(Referring expression pointing data)
========================

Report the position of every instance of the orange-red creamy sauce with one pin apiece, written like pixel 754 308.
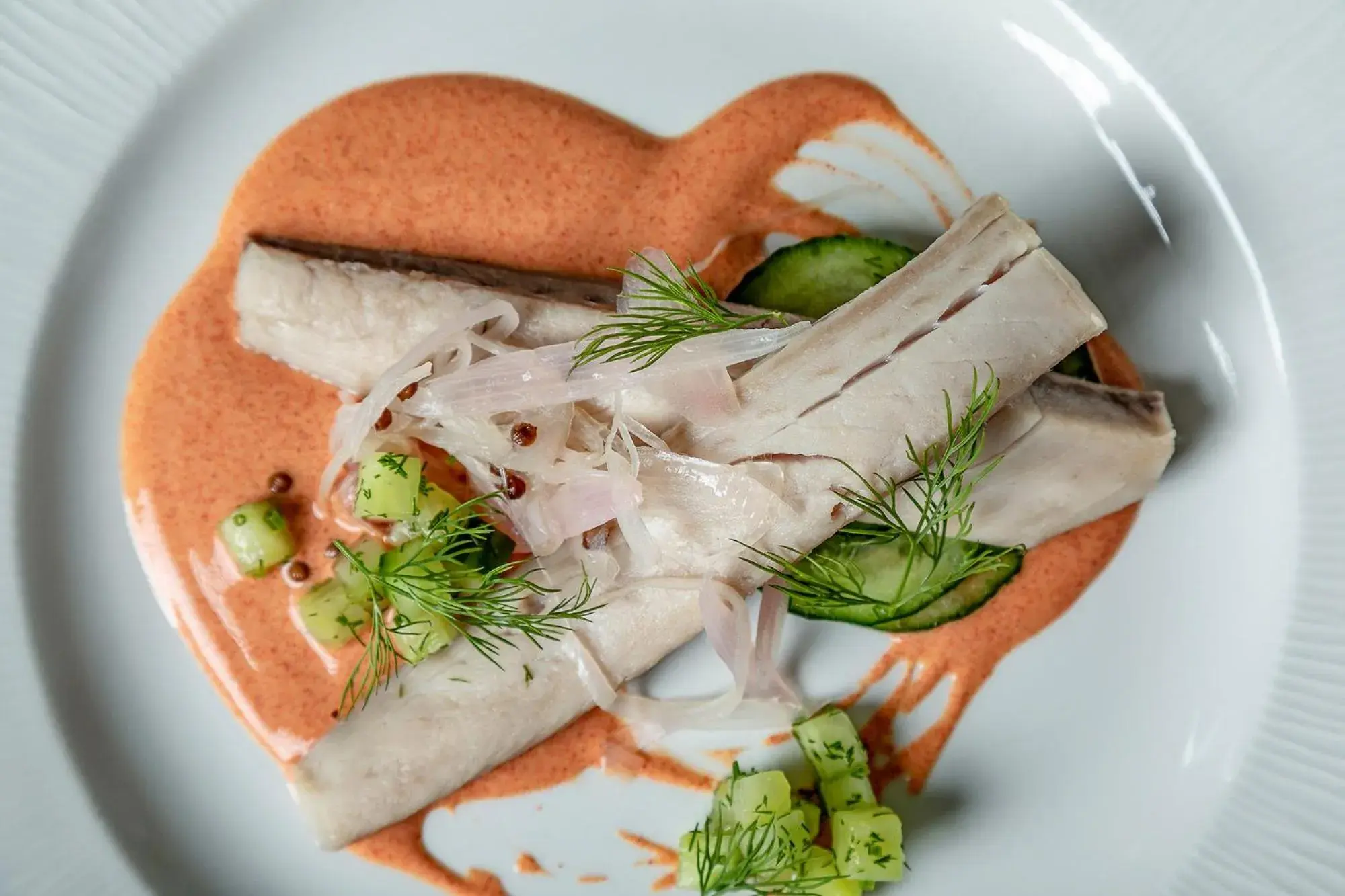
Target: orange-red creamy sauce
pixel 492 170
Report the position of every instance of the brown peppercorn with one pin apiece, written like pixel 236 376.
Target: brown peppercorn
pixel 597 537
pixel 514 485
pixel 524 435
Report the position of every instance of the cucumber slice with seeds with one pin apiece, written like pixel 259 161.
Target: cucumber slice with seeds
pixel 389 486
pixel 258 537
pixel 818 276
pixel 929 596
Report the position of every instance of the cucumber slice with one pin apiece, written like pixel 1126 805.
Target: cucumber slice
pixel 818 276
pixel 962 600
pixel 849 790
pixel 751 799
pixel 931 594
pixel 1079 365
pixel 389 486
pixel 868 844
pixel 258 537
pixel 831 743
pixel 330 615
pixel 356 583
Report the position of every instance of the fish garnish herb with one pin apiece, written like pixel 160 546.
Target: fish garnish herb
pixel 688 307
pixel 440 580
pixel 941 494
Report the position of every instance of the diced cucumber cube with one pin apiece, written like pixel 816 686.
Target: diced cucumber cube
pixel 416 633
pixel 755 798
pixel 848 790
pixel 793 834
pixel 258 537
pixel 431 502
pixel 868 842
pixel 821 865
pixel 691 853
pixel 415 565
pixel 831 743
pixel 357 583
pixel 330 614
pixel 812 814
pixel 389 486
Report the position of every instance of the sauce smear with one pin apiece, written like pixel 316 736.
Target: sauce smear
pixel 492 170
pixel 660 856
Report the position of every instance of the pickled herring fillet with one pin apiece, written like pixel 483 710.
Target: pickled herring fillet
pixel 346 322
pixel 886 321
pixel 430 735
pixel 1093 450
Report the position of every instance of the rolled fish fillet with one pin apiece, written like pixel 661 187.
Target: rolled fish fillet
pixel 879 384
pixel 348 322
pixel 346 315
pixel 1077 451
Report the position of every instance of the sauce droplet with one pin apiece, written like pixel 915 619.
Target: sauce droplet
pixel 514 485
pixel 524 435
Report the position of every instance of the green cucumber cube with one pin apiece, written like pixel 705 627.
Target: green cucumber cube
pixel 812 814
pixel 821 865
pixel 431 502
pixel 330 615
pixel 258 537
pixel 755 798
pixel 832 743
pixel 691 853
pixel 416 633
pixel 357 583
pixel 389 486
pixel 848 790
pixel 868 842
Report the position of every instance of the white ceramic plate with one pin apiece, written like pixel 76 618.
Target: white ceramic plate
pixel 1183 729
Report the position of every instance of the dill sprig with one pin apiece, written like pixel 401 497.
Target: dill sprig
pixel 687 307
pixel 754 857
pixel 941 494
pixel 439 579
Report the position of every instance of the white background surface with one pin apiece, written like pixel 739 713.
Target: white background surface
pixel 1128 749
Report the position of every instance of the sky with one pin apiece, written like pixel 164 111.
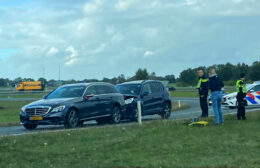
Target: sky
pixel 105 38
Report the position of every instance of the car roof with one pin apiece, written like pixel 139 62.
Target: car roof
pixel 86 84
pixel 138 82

========================

TASK STATEMENT:
Pictures must be left out of the answer, which should be exactly the lines from the one holding "Target: dill sprig" through the last line of the entries above, both included; please add nothing.

EXERCISE RESPONSE:
Target: dill sprig
pixel 687 307
pixel 754 857
pixel 941 494
pixel 439 579
Report the position of every instance of the white background surface with one pin apiece, written like pixel 739 713.
Target: white background surface
pixel 1128 749
Report the position of every instance of the sky with one pin apiece, written like pixel 164 111.
Target: sky
pixel 105 38
Report the position of every instance of the car roof with one pin apiece, written like pixel 139 62.
Target: car roof
pixel 86 84
pixel 138 82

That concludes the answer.